I’ve been thinking about death lately. My thinking was triggered during the funeral of a close family friend. When she died, she was the same age as my big sister, and she is survived by five children – adults and teenagers. While seated in the pews of the funeral home, my mother sat to my left and my sister to my right. In the middle of mourning the deceased’s passing and her family’s loss, my mind wandered to thoughts of the type of service I wanted, and I leaned to my left and I shared my thoughts with my mother as they came to me. Something else was stirring inside me during the funeral service.
I’ve been called “sensitive” a time or two, and when my sister reached over, grabbed my hand, and squeezed, I definitely earned that title. Tears that had been welling up inside me for months suddenly erupted and I choked back a sob. I cried for the family of the deceased, and particularly the daughters who hollered out in pain, as though their mother was physically stitched to their bodies and someone came along and ripped them apart, leaving a gaping wound. I cried because, one day, my mother or myself would experience that, and I cannot stand the thought of anyone I love experiencing pain, hurt, or sadness. I cried because, when my sister squeezed my hand, I was forced to begin the process of reconciling some things in me.
I went to the funeral knowing that I would be faced with this moment. My sister and I, once as entwined as you can imagine two sisters can be, are not as close these days. When she squeezed my head, and I was faced with the reality of death, the unexpected shortness of life, and the wish for just a little more time, I began the process of deciding whether and how to mend my relationship with my sister.
I had so many competing thoughts before, during, and after the funeral service, but three things became clear in the weeks that followed:
1) We must each exercise our autonomy in crafting our narrative and shaping our legacy.
I must be deliberate in crafting my narrative because my narrative will become my history. We should not go through life passively, responding to circumstances, and unprepared for the future. I am the first to admit that I am not where I want to be. However, I am exactly where I should be – the difference is that I have faith in my journey. I have confidence that things will happen when they are supposed to. This confidence did not come easily. I had my share of false starts: in friendships, romantic relationships, and professional relationships. And I’m sure there are more false starts to come; I cannot control when or how they show up. Yet, I do not regret a single experience. I am grateful for them because they inform my life and led me to this very moment. At the same time, I firmly believe in planning; I have goals and plans to achieve them.
You can plan your legacy. You can aim high and try to shape your future and the impact that you will have on others. Of course, you cannot control how your intentions and actions will be received. You can, however, undoubtedly control your intentions and actions. With this control, you have the power to plan for your death by crafting your narrative and your legacy. We all have the autonomy to create positive and inspiring memories.
I want to leave a legacy that I would be proud of. My mission is to identify, teach, and manifest the power of self-revelation. One way that I work towards and achieve this mission is through writing and curating. Dressing every day is an expression of my creativity, my identity, and my freedom. These are just a few of the ways that I am crafting my legacy and narrative.
2) The more you do in service to others, the wider your reach, and the more sustaining your legacy.

## Exercise 1
Repeat the passage of the essay on death and legacy from "You can plan" to "legacy and narrative.".
## Exercise 2
List the areas of life in which the essay on death and legacy says its writer had false starts.

## Stored data
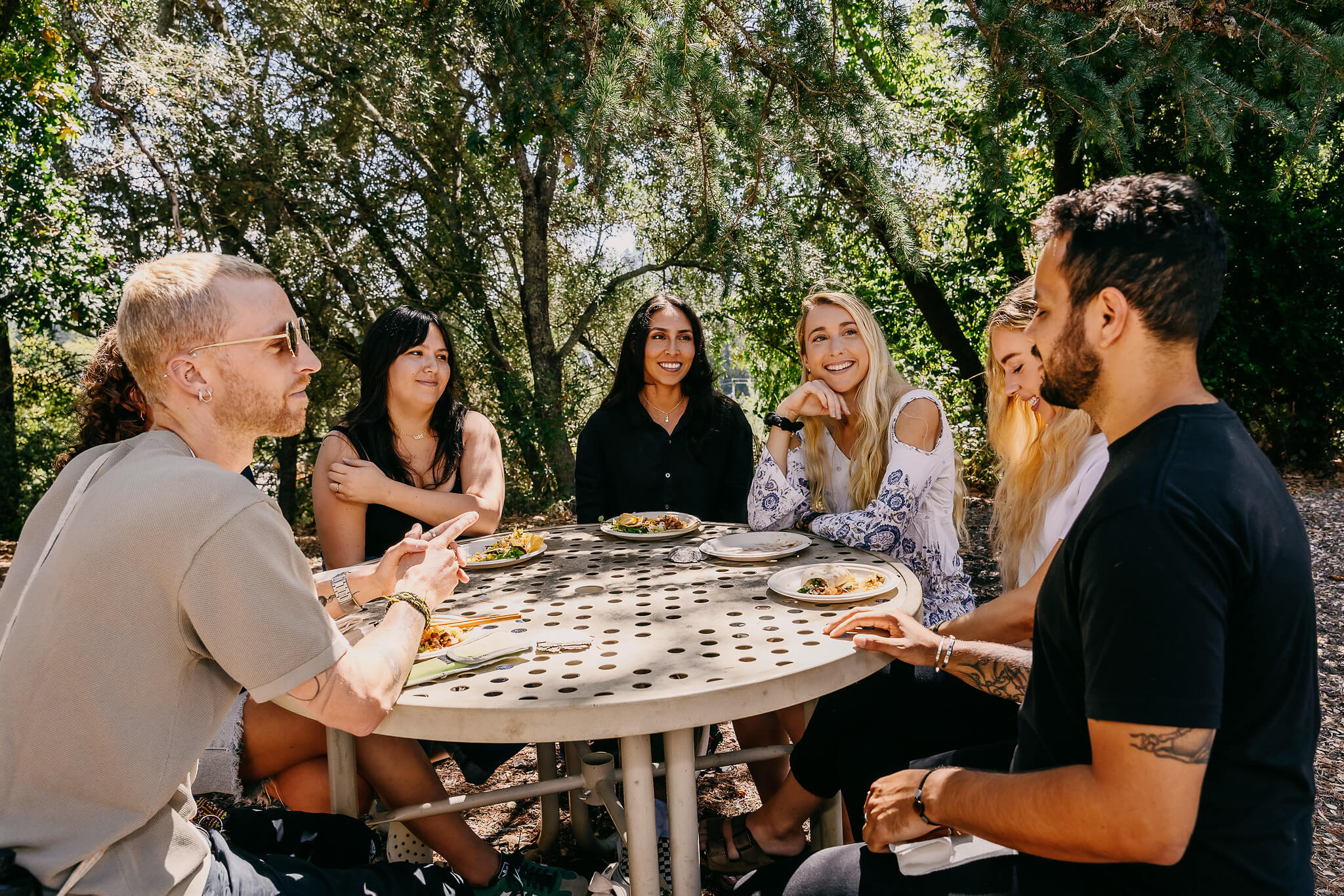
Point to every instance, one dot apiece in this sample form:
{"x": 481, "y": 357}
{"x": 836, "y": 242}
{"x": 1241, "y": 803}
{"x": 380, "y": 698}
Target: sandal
{"x": 715, "y": 857}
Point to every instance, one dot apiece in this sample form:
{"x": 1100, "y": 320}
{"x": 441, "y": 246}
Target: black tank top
{"x": 385, "y": 525}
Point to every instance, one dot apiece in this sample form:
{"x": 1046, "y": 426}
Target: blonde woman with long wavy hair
{"x": 1049, "y": 464}
{"x": 874, "y": 465}
{"x": 859, "y": 456}
{"x": 1049, "y": 461}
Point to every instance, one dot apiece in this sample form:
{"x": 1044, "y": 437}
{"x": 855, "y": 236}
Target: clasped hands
{"x": 890, "y": 632}
{"x": 427, "y": 563}
{"x": 889, "y": 812}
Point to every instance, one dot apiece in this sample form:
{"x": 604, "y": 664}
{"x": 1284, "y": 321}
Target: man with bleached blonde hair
{"x": 152, "y": 583}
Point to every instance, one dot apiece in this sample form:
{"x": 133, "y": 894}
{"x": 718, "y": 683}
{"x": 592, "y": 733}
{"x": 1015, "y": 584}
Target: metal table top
{"x": 674, "y": 647}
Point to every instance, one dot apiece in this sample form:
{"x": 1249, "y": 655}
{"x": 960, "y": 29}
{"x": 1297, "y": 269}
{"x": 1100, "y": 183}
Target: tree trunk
{"x": 10, "y": 473}
{"x": 287, "y": 491}
{"x": 547, "y": 367}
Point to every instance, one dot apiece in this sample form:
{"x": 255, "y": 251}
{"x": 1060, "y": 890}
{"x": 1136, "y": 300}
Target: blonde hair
{"x": 173, "y": 304}
{"x": 1034, "y": 461}
{"x": 877, "y": 397}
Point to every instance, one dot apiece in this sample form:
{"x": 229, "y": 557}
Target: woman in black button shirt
{"x": 664, "y": 438}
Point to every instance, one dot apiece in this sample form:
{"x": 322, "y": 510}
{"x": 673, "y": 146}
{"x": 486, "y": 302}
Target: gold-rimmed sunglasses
{"x": 296, "y": 332}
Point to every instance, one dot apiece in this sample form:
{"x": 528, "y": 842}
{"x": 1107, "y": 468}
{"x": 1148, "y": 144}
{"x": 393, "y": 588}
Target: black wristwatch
{"x": 782, "y": 422}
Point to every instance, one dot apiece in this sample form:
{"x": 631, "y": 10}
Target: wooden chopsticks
{"x": 472, "y": 624}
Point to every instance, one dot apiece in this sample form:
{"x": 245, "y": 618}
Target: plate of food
{"x": 515, "y": 547}
{"x": 835, "y": 582}
{"x": 756, "y": 546}
{"x": 651, "y": 525}
{"x": 438, "y": 640}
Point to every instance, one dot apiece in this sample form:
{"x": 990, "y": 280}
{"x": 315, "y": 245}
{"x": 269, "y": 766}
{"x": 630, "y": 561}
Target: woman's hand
{"x": 814, "y": 399}
{"x": 905, "y": 638}
{"x": 358, "y": 481}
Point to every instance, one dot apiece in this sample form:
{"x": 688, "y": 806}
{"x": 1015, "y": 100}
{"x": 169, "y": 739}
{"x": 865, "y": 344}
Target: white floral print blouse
{"x": 910, "y": 520}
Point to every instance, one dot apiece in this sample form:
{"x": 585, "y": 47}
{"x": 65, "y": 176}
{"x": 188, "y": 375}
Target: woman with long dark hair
{"x": 409, "y": 452}
{"x": 664, "y": 438}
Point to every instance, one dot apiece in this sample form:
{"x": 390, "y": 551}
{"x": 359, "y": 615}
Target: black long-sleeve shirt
{"x": 628, "y": 464}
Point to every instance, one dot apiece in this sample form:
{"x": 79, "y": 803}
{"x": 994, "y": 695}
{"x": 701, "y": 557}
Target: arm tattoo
{"x": 1190, "y": 746}
{"x": 1001, "y": 672}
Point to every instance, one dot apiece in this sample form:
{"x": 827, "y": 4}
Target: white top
{"x": 1062, "y": 510}
{"x": 910, "y": 519}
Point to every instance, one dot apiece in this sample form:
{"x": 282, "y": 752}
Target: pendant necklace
{"x": 667, "y": 415}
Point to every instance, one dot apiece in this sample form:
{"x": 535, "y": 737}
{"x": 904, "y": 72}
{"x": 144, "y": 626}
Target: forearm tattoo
{"x": 1001, "y": 672}
{"x": 1190, "y": 746}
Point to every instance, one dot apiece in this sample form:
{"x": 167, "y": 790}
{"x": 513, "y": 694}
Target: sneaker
{"x": 522, "y": 878}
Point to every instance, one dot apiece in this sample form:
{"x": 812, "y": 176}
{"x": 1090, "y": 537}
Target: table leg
{"x": 341, "y": 773}
{"x": 549, "y": 838}
{"x": 579, "y": 821}
{"x": 679, "y": 751}
{"x": 831, "y": 824}
{"x": 641, "y": 833}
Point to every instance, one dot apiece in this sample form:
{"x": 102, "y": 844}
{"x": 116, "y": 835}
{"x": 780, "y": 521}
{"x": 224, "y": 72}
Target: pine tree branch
{"x": 1154, "y": 18}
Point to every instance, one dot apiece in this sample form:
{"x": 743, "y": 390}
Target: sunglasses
{"x": 296, "y": 332}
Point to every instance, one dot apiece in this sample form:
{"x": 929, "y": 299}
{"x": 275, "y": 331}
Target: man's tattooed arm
{"x": 360, "y": 688}
{"x": 1190, "y": 746}
{"x": 992, "y": 668}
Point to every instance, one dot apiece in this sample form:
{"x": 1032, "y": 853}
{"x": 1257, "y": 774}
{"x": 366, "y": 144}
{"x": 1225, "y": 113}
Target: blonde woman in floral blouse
{"x": 859, "y": 456}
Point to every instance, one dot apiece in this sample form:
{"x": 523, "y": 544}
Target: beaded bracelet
{"x": 415, "y": 601}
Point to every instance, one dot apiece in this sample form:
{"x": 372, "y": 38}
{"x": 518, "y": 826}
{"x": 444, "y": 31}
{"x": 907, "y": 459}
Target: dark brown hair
{"x": 1152, "y": 237}
{"x": 112, "y": 407}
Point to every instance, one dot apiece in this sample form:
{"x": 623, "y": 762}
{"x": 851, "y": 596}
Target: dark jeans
{"x": 854, "y": 871}
{"x": 240, "y": 874}
{"x": 886, "y": 722}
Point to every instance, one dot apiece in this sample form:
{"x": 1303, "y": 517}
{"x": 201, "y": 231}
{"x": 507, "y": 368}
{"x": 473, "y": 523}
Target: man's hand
{"x": 436, "y": 571}
{"x": 358, "y": 481}
{"x": 889, "y": 813}
{"x": 386, "y": 573}
{"x": 905, "y": 638}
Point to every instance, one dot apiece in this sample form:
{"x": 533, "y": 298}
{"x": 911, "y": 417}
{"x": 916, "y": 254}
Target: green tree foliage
{"x": 534, "y": 170}
{"x": 52, "y": 266}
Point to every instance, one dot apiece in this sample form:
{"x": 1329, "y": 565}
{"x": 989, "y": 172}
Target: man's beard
{"x": 1072, "y": 374}
{"x": 252, "y": 411}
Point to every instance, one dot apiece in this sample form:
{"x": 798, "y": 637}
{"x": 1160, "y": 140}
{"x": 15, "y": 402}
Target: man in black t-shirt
{"x": 1169, "y": 723}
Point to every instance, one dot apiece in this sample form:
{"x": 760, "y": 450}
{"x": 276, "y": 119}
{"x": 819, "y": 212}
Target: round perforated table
{"x": 674, "y": 647}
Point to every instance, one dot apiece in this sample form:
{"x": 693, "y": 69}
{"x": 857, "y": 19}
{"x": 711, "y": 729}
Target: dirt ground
{"x": 730, "y": 792}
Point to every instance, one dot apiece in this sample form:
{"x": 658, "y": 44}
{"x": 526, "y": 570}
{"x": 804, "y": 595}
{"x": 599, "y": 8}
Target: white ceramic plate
{"x": 480, "y": 544}
{"x": 756, "y": 546}
{"x": 692, "y": 523}
{"x": 787, "y": 583}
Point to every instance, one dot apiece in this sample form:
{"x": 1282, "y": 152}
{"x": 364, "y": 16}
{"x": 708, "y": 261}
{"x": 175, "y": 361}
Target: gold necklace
{"x": 667, "y": 415}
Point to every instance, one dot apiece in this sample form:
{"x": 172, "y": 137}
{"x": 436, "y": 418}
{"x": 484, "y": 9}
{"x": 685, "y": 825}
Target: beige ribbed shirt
{"x": 174, "y": 583}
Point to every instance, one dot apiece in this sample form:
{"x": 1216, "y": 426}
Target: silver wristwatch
{"x": 345, "y": 600}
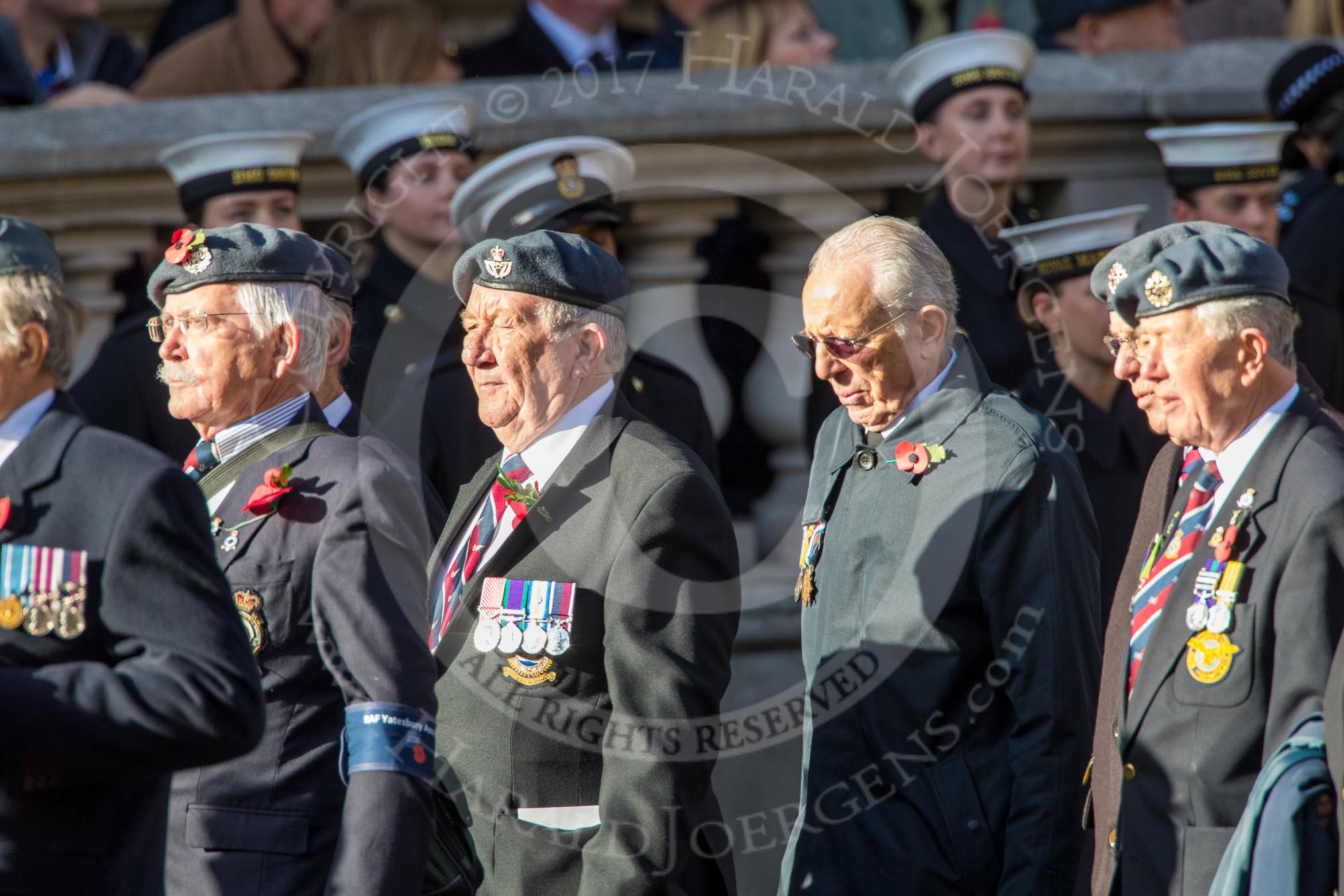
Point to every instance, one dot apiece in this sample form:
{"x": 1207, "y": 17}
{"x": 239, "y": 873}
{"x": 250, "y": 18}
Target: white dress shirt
{"x": 573, "y": 42}
{"x": 18, "y": 425}
{"x": 924, "y": 394}
{"x": 1233, "y": 460}
{"x": 542, "y": 457}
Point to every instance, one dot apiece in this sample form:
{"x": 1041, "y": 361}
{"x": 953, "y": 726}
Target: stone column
{"x": 664, "y": 309}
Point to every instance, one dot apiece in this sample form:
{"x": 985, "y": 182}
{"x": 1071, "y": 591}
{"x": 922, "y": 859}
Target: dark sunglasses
{"x": 840, "y": 347}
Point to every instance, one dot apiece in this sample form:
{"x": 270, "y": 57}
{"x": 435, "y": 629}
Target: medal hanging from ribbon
{"x": 44, "y": 590}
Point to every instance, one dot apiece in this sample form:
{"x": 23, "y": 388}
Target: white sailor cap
{"x": 1221, "y": 154}
{"x": 227, "y": 163}
{"x": 396, "y": 129}
{"x": 933, "y": 72}
{"x": 1048, "y": 252}
{"x": 550, "y": 184}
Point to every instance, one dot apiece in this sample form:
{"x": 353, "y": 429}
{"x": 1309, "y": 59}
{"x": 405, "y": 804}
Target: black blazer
{"x": 333, "y": 590}
{"x": 526, "y": 50}
{"x": 1192, "y": 750}
{"x": 639, "y": 526}
{"x": 162, "y": 677}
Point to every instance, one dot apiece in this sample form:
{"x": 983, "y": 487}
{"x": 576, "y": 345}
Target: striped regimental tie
{"x": 1154, "y": 591}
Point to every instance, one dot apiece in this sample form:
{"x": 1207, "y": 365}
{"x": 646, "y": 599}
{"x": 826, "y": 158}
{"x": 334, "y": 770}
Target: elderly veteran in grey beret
{"x": 323, "y": 541}
{"x": 588, "y": 575}
{"x": 121, "y": 657}
{"x": 1237, "y": 613}
{"x": 948, "y": 585}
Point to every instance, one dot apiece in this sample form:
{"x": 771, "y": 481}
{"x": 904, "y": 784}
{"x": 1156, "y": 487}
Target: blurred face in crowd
{"x": 1249, "y": 207}
{"x": 979, "y": 133}
{"x": 303, "y": 21}
{"x": 1077, "y": 319}
{"x": 1150, "y": 26}
{"x": 524, "y": 382}
{"x": 878, "y": 382}
{"x": 414, "y": 206}
{"x": 1202, "y": 384}
{"x": 221, "y": 372}
{"x": 799, "y": 40}
{"x": 1127, "y": 367}
{"x": 274, "y": 207}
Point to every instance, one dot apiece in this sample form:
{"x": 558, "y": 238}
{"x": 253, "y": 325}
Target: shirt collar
{"x": 573, "y": 42}
{"x": 231, "y": 439}
{"x": 1234, "y": 459}
{"x": 546, "y": 455}
{"x": 925, "y": 392}
{"x": 21, "y": 422}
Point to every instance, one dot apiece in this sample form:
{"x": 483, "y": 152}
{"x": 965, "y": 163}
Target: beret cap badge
{"x": 1158, "y": 289}
{"x": 496, "y": 266}
{"x": 1116, "y": 276}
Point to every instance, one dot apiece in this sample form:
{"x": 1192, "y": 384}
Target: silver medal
{"x": 1219, "y": 618}
{"x": 557, "y": 641}
{"x": 1196, "y": 616}
{"x": 487, "y": 634}
{"x": 534, "y": 640}
{"x": 511, "y": 638}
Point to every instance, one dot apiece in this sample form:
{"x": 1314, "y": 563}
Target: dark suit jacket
{"x": 1107, "y": 769}
{"x": 162, "y": 677}
{"x": 526, "y": 50}
{"x": 339, "y": 573}
{"x": 1192, "y": 750}
{"x": 950, "y": 653}
{"x": 639, "y": 526}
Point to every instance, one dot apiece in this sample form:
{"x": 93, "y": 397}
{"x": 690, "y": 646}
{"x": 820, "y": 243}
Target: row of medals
{"x": 60, "y": 612}
{"x": 1218, "y": 618}
{"x": 549, "y": 636}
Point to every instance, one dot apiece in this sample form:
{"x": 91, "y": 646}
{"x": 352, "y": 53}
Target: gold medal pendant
{"x": 11, "y": 613}
{"x": 529, "y": 672}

## Expected output 1
You can plan your legacy. You can aim high and try to shape your future and the impact that you will have on others. Of course, you cannot control how your intentions and actions will be received. You can, however, undoubtedly control your intentions and actions. With this control, you have the power to plan for your death by crafting your narrative and your legacy. We all have the autonomy to create positive and inspiring memories.
I want to leave a legacy that I would be proud of. My mission is to identify, teach, and manifest the power of self-revelation. One way that I work towards and achieve this mission is through writing and curating. Dressing every day is an expression of my creativity, my identity, and my freedom. These are just a few of the ways that I am crafting my legacy and narrative.

## Expected output 2
Friendships
Romantic relationships
Professional relationships